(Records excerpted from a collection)
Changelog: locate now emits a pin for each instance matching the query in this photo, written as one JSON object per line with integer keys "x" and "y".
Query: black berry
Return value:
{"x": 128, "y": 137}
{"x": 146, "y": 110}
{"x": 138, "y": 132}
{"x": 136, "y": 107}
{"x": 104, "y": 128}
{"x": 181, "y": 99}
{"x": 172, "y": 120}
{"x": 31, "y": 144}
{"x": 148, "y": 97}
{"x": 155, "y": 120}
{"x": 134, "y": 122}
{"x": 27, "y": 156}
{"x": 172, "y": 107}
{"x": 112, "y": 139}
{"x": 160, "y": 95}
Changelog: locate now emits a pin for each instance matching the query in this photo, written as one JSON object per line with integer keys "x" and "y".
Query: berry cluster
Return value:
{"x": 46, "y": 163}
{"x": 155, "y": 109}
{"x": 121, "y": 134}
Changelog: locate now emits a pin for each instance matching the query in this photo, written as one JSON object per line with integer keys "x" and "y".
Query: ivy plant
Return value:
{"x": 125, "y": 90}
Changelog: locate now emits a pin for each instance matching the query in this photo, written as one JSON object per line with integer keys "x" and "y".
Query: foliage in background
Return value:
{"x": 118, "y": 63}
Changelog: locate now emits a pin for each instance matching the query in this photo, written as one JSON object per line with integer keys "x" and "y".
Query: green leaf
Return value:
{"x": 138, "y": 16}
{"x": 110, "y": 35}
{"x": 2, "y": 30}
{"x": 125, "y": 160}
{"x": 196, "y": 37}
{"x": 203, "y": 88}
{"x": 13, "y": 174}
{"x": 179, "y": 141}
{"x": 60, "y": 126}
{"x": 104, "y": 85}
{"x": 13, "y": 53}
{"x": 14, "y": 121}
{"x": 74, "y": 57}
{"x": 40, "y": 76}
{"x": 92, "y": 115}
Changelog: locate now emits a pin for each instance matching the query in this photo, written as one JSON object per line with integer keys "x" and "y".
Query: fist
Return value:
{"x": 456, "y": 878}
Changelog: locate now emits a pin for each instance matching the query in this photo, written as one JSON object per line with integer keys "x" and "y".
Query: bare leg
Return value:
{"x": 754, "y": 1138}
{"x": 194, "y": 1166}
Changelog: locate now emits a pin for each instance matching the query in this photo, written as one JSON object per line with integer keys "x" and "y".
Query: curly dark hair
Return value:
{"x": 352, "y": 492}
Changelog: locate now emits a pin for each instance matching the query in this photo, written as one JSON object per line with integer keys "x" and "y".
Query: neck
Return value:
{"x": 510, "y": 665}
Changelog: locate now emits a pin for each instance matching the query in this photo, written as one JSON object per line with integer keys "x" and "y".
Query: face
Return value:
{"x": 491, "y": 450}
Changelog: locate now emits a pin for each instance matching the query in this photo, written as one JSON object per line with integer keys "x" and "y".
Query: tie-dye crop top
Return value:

=== Problem ===
What is needed is an exact printout of every line from the one with "Query: bare leg" through the end of the data, including both, and nothing more.

=== Exercise answer ===
Query: bare leg
Return value:
{"x": 754, "y": 1138}
{"x": 194, "y": 1166}
Changelog: locate now emits a pin for each instance matching the query in this photo, written as one JSON object per line with integer keys "x" and "y".
Query: curly dark hair
Return value:
{"x": 352, "y": 492}
Changelog: locate now emits a pin for each instance matching the query in this photo, written as one JSON object per line with integer keys "x" and "y".
Query: neck
Return value:
{"x": 510, "y": 665}
Changelog: locate now emits a pin for each instance matching the query in this photo, written as one JSON object per line with integer keys "x" and "y".
Query: face
Return value:
{"x": 491, "y": 450}
Changelog: locate now emits a pin for each instance matching the query in this photo, written as one JSON object per line with integer keys "x" and "y".
Query: tie-dye crop top
Return value:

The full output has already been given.